— DIRECTIONS —
Extract the listing below in full, unchanged.

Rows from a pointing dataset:
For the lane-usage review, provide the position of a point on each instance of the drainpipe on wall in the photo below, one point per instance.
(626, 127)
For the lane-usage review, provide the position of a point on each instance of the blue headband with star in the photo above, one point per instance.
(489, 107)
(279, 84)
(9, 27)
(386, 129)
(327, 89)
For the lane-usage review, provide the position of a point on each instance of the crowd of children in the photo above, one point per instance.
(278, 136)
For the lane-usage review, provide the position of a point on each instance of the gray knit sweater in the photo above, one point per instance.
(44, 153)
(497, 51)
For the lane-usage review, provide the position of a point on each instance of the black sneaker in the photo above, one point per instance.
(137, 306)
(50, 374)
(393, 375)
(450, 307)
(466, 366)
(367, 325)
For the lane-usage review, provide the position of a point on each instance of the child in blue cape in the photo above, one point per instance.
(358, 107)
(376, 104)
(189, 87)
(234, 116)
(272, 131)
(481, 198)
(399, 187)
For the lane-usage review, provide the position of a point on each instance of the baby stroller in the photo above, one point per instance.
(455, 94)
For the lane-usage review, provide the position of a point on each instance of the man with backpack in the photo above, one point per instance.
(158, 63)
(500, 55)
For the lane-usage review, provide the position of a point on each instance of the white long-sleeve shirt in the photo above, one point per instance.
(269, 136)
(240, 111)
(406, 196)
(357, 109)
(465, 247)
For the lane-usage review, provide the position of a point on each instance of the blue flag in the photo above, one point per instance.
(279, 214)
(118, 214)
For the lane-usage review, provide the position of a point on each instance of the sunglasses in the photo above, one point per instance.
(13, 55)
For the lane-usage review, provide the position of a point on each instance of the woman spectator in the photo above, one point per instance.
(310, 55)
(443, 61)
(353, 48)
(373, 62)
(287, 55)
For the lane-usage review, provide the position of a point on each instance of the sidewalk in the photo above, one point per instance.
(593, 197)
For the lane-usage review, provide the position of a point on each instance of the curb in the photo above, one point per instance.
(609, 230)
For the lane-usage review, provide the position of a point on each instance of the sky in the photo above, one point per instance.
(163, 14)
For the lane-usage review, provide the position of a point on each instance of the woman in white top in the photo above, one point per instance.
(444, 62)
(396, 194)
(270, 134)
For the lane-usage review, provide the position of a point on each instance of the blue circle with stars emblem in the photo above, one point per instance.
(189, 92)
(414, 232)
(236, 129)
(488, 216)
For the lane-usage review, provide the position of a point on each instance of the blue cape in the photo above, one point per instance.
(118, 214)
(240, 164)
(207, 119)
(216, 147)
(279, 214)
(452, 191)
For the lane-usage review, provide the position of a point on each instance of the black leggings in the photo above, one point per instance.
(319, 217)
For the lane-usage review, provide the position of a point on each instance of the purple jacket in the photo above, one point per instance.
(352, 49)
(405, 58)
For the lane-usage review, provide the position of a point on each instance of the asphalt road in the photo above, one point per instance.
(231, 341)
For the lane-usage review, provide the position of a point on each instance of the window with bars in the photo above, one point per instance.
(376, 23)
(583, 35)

— RESPONSE TO THE TASK —
For the lane-usage review, provide the position of a point on each instance of the drainpipe on wall in the photo below, one point per instance.
(626, 127)
For the lane-usage review, provide the position of a point on each instance of the blue headband with star in the photo above, one point per instance.
(489, 107)
(279, 84)
(9, 27)
(386, 129)
(327, 89)
For the lane-usage review, provide the position of a point on each instance of the crowd of children in the photo above, one point per instance.
(278, 136)
For the lane-usage review, provide the position of a point on each instance of the gray knit sweater in the photo above, one point per instance.
(44, 153)
(497, 51)
For the lane-usage review, provide the position of a point on each instance of the black sneaker in the photo above, one point per instance.
(137, 306)
(50, 374)
(393, 375)
(450, 307)
(466, 366)
(367, 325)
For the lane-usage review, provide the position of a point on each instance of the child in blue cape in the photo above, one point per instance.
(358, 107)
(376, 104)
(189, 87)
(234, 116)
(272, 131)
(481, 198)
(399, 187)
For the lane-usage review, provide the position of a point on each instance of the baby stroller in the photo above, one point per instance.
(455, 94)
For the lane-usage review, provide the position of a point on each instance of the man with backpack in the photo above, one point per instance.
(158, 63)
(500, 55)
For the lane-usage review, provide the position of a point on each instance of the white long-sleeve shirt in the photo above, one point per instance.
(269, 136)
(240, 111)
(406, 196)
(357, 109)
(465, 247)
For the lane-usage review, provide the position of a point on each instance of the blue flag in the photo above, one point per instance.
(279, 214)
(118, 214)
For the lane-usage review, provide the position of a point on each instance of the sunglasses in the photo above, one point per instance.
(13, 55)
For the lane-usage review, provide the position of a point on each instance of the woman spectator in the photo above, one point per instance.
(310, 55)
(443, 61)
(353, 48)
(373, 62)
(287, 55)
For the lane-usage review, provide the position of a point on each instance of the sidewalk in the photo above, one point per instance.
(593, 197)
For the lane-usage review, provide the position of a point on each instance of the curb in the photo above, one point per instance.
(609, 230)
For the lane-usage review, provide the position of a point on each instance of the sky in the photo above, one point per instance.
(163, 14)
For the lane-usage review, provide the position of a point on each instance of the woman in white top in the photo above, one point per instance.
(444, 62)
(396, 194)
(270, 134)
For the lane-usage review, provide the position of a point on each instance of the blue circle with stars emblem in the photo above, one point per instance.
(189, 92)
(414, 232)
(236, 129)
(488, 216)
For the lane-usage review, provide the position of a point on each instance of the blue cape in the photo above, one point per instance.
(118, 214)
(240, 164)
(207, 119)
(216, 147)
(279, 214)
(452, 191)
For the lane-usage review, provide the position of a point on each instance of the black leggings in the photo above, one point per instance.
(319, 217)
For the lane-usage review, provide the position of a point on each instance of the purple jacket in the photo above, one point per instance.
(352, 49)
(405, 58)
For the lane-usage review, provide the position of a point on each instance of the asphalt road in the photo above, one point per instance.
(231, 341)
For the lane-usage review, provide the position of a point on each instance of the window with bars in the photo above, one point per instance.
(376, 23)
(583, 35)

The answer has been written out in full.